== WHAT IS REQUIRED ==
Your response should consist of the lines below, printed exactly.

== DATA SECTION ==
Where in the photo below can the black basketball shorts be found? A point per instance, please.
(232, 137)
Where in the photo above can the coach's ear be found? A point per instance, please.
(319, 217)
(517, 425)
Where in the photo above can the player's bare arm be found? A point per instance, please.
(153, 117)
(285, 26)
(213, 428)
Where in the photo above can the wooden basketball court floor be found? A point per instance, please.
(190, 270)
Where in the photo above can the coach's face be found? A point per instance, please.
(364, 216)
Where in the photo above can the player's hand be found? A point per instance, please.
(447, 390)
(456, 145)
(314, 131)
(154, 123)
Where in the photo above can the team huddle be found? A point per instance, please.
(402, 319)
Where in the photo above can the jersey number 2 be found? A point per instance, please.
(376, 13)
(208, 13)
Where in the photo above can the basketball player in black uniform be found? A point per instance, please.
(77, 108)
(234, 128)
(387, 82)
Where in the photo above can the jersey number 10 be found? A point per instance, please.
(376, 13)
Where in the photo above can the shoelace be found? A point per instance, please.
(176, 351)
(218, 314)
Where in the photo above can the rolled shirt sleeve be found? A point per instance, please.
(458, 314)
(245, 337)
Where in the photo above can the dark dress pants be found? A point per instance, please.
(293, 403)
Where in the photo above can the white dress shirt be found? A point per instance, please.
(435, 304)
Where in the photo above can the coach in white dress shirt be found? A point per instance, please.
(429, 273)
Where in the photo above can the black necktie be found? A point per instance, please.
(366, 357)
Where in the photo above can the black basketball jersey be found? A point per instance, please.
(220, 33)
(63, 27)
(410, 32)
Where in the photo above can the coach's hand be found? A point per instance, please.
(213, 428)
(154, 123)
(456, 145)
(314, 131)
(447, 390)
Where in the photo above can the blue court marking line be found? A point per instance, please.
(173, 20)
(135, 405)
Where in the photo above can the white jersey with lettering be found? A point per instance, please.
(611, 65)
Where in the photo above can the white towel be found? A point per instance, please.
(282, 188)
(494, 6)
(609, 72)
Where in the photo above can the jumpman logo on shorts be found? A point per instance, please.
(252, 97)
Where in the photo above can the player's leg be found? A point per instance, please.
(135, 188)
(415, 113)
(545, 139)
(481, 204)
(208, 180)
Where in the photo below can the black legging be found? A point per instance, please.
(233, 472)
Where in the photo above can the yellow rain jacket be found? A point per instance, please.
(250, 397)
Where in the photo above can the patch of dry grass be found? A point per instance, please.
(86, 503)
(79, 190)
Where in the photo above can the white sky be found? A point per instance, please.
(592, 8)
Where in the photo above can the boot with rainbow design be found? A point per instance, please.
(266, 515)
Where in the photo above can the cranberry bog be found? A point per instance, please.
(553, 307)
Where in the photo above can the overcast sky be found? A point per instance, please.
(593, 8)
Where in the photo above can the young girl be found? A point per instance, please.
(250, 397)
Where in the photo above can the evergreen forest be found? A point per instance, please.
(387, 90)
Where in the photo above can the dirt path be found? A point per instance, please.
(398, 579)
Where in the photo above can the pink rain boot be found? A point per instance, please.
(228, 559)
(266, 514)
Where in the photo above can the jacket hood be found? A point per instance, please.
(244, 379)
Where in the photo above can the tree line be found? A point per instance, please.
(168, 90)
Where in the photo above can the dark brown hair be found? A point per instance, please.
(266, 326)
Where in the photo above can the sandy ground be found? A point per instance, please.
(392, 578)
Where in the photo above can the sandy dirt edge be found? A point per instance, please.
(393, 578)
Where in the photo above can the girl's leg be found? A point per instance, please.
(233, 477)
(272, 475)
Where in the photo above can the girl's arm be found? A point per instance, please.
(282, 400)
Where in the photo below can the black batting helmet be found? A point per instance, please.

== RESULT BELOW ==
Where in the photo below can the black basketball shorts be found? A point per instance, please.
(232, 137)
Where in the photo above can the coach's ear be found? A point per instance, please.
(319, 217)
(517, 425)
Where in the photo above can the player's bare arm be found? A point per instance, please.
(153, 117)
(285, 26)
(213, 428)
Where in the photo above can the wooden basketball court floor be found? A point per instance, please.
(190, 270)
Where in the photo above can the coach's face be found? A point per instance, please.
(364, 216)
Where in the photo above can the player's hand be found? A point per instance, please.
(447, 390)
(456, 145)
(314, 131)
(154, 123)
Where in the photo above can the team huddle be found? A point per instance, please.
(402, 319)
Where in the photo above can the jersey number 2 be found? A point per instance, please.
(376, 13)
(208, 13)
Where in the photo above can the basketball player in black uniform be found? A point per instance, please.
(77, 108)
(234, 128)
(387, 82)
Where in the photo above can the jersey number 10 be found? A point per instance, please.
(376, 13)
Where in the photo above can the shoelace be found? A point per instance, please.
(176, 351)
(218, 314)
Where in the photo above can the rolled shirt sleeve be found? A point per instance, please.
(458, 314)
(245, 337)
Where in the photo above can the dark dress pants be found? A point per instance, please.
(293, 403)
Where in the photo above can the white dress shirt be found? A point per instance, please.
(435, 304)
Where in the photo above can the coach in white dress shirt be found? A point per instance, please.
(429, 273)
Where in the photo above can the black necktie be found? A point per instance, please.
(366, 357)
Where in the photo above can the black basketball jersey be found? A point per instance, please.
(220, 33)
(63, 27)
(410, 32)
Where in the photo above can the coach's hand be found? A point per instance, please.
(213, 428)
(154, 123)
(456, 145)
(314, 131)
(447, 390)
Where in the photo above can the blue court marking line be found? A point per instance, please.
(173, 20)
(135, 405)
Where in the photo above can the white jersey with lettering be found? A point per instance, please.
(611, 65)
Where in the photo above can the white towel be found? A point per instance, please.
(282, 188)
(494, 6)
(609, 72)
Where in the photo above can the jumpman logo on shorts be found? A point per instance, please.
(252, 97)
Where in the photo above can the player's leg be found? A point per instance, please.
(135, 188)
(415, 113)
(545, 139)
(481, 204)
(208, 180)
Where in the photo below can the black legging be found? A point per instance, please.
(233, 472)
Where in the photo above can the yellow rain jacket be found? A point per instance, please.
(250, 397)
Where in the photo above can the patch of dry grass be found? A point per instance, please.
(86, 503)
(79, 190)
Where in the photo above can the white sky be found? A point per instance, please.
(592, 8)
Where in the photo above can the boot with rainbow design be found? A point per instance, please.
(266, 515)
Where in the photo above can the cranberry bog be found? A point per instance, please.
(553, 307)
Where in the photo above can the overcast sky be found? A point per instance, please.
(593, 8)
Where in the photo above can the young girl be found? A point per instance, please.
(250, 397)
Where in the photo above can the evergreen forest be found? A point per instance, please.
(387, 90)
Where in the photo above can the dirt path be found? A point per instance, please.
(398, 579)
Where in the photo above can the pink rain boot be found? A point per instance, please.
(228, 559)
(266, 514)
Where in the photo above can the jacket hood be found? A point per instance, please.
(244, 379)
Where in the photo above can the tree line be found? A point per instance, please.
(168, 90)
Where in the photo above can the dark brown hair be found? A point per instance, please.
(266, 326)
Where in the photo above can the sandy ground be found? A point per instance, please.
(392, 578)
Where in the photo above can the sandy dirt edge be found? A point per instance, please.
(393, 578)
Where in the photo above can the girl's leg be found? A point per instance, please.
(233, 477)
(272, 475)
Where in the photo above can the girl's arm be found? A point per instance, please.
(282, 400)
Where in the photo below can the black batting helmet be found? A point per instance, please.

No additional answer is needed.